>> begin Extract provided
# here she is!!!



## brutusbeefcake (Dec 8, 2004)

Heres Puffy! I cant believe it took me this long to get a dragon... Ive always seen them in pet stores but I guess it was the exotic colors I noticed they were producing these awesome animals in that caught my attention... just so turned out i had a VERY reputable(crestedgecko.com) breeder close to home... she is a sunburst crossed with a super tangerine--- her main color is going to be a solid- bright yellow with a hint of orange and some purple on the back.... shes doing great i think for it only being her third day...

View attachment 110525

View attachment 110526

View attachment 110527


----------



## Trystan (Jan 2, 2006)

Nice looking beardie. Did you get rid of Orton???

Trystan


----------



## bjmarche (Jun 30, 2005)

They're so cute when they're young.
I don't like the older ones though.


----------



## brutusbeefcake (Dec 8, 2004)

orton went to crestedgecko- it was but wasnt a tough desicion... i loved the snake but started to get bored with him... and i dont need two reptiles to give attention to/care for along with my vinny! i like to give sole attention to one animal hence the solo serra and solo reptile... and now i have an animal that visitors(especially chicks) arent terrified of- i feel bad about ditching orton but now atleast he can be bred and maybe produce some new morph of boa??? garrick had one male hog but he looked nowhere near as nice as O , so that made me feel good.... and spaceman have you seen these guys when they get to be adults? even tho she is cute now I cant wait to see how her colors turn out!


----------



## bjmarche (Jun 30, 2005)

Yea I've seen about 9 or 10 adult Beardies.
They just look weird, and pretty lazy.


----------



## brutusbeefcake (Dec 8, 2004)

i think they look pretty awesome as adults... especially the tangerines and sunbursts... and a lazy lizard is a good thing- i wouldnt want her trying to get away from me everytime i set her on my lap or whatever...


----------



## Bawb2u (May 27, 2004)

If you feed crickets make sure they are small, about the size of the space between the eyes. Baby beardies can have trouble with eating too large a cricket. Their stomach gets so full it can put pressure on their spine which can paralyze them.


----------



## brutusbeefcake (Dec 8, 2004)

Bawb2u said:


> If you feed crickets make sure they are small, about the size of the space between the eyes. Baby beardies can have trouble with eating too large a cricket. Their stomach gets so full it can put pressure on their spine which can paralyze them.


i cant count the number of times ive read that on the eye spacing cricket thing... but thanks! shes on crickets now, soon to be on phoenix worms...


----------



## Trystan (Jan 2, 2006)

Sorry to hear that Orton is gone but at least you found him a good home. Good luck with beardie. She looks great.

Trystan


----------



## brutusbeefcake (Dec 8, 2004)
>> end Extract provided
Request A - Summarize the forum thread about the new dragon in two sentences.
Request B - Rename "photo" to "image" throughout the records, and give all of them again with nothing else altered.
The text and the records come from separate sources.
>> begin Extracted records
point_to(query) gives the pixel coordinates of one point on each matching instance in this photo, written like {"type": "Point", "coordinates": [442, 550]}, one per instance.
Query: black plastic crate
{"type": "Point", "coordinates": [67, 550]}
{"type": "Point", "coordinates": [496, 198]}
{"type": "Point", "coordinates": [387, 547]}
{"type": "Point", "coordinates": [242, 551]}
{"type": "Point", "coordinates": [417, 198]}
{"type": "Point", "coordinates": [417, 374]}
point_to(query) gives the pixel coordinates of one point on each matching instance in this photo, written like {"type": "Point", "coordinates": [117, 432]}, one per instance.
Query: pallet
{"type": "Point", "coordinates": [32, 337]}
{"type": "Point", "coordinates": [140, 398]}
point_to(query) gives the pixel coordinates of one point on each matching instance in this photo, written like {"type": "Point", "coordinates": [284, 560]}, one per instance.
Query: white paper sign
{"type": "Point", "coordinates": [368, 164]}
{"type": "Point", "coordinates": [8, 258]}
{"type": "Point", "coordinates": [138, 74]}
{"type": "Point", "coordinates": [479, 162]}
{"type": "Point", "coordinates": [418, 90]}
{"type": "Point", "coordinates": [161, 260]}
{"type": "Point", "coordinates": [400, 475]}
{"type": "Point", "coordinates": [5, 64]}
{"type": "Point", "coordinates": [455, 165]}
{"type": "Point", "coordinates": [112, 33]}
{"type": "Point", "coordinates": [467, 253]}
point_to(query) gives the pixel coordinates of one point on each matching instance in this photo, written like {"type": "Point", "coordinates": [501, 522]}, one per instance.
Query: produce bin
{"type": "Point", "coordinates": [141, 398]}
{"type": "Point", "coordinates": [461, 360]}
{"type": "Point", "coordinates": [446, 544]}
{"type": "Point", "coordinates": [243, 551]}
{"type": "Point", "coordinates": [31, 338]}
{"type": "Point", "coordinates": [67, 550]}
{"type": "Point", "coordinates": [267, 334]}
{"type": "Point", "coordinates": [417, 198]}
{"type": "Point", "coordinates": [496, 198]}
>> end Extracted records
Output A - A poster introduces Puffy, a young dragon from a reputable breeder, a sunburst crossed with a super tangerine whose main color should become a bright yellow with a hint of orange and some purple on the back. Replies praise her looks and advise feeding crickets no larger than the space between the eyes, and the poster explains that Orton, a snake, went to crestedgecko so that only one reptile needs care.

Output B -
point_to(query) gives the pixel coordinates of one point on each matching instance in this image, written like {"type": "Point", "coordinates": [442, 550]}, one per instance.
Query: black plastic crate
{"type": "Point", "coordinates": [67, 550]}
{"type": "Point", "coordinates": [496, 198]}
{"type": "Point", "coordinates": [387, 547]}
{"type": "Point", "coordinates": [242, 551]}
{"type": "Point", "coordinates": [417, 198]}
{"type": "Point", "coordinates": [417, 374]}
point_to(query) gives the pixel coordinates of one point on each matching instance in this image, written like {"type": "Point", "coordinates": [117, 432]}, one per instance.
Query: pallet
{"type": "Point", "coordinates": [32, 337]}
{"type": "Point", "coordinates": [140, 398]}
point_to(query) gives the pixel coordinates of one point on each matching instance in this image, written like {"type": "Point", "coordinates": [284, 560]}, one per instance.
Query: white paper sign
{"type": "Point", "coordinates": [368, 164]}
{"type": "Point", "coordinates": [8, 258]}
{"type": "Point", "coordinates": [138, 74]}
{"type": "Point", "coordinates": [479, 162]}
{"type": "Point", "coordinates": [418, 90]}
{"type": "Point", "coordinates": [161, 260]}
{"type": "Point", "coordinates": [400, 475]}
{"type": "Point", "coordinates": [5, 64]}
{"type": "Point", "coordinates": [455, 165]}
{"type": "Point", "coordinates": [112, 33]}
{"type": "Point", "coordinates": [467, 253]}
point_to(query) gives the pixel coordinates of one point on each matching instance in this image, written like {"type": "Point", "coordinates": [501, 522]}, one per instance.
Query: produce bin
{"type": "Point", "coordinates": [141, 398]}
{"type": "Point", "coordinates": [461, 360]}
{"type": "Point", "coordinates": [446, 544]}
{"type": "Point", "coordinates": [243, 551]}
{"type": "Point", "coordinates": [31, 338]}
{"type": "Point", "coordinates": [67, 550]}
{"type": "Point", "coordinates": [267, 334]}
{"type": "Point", "coordinates": [417, 198]}
{"type": "Point", "coordinates": [496, 198]}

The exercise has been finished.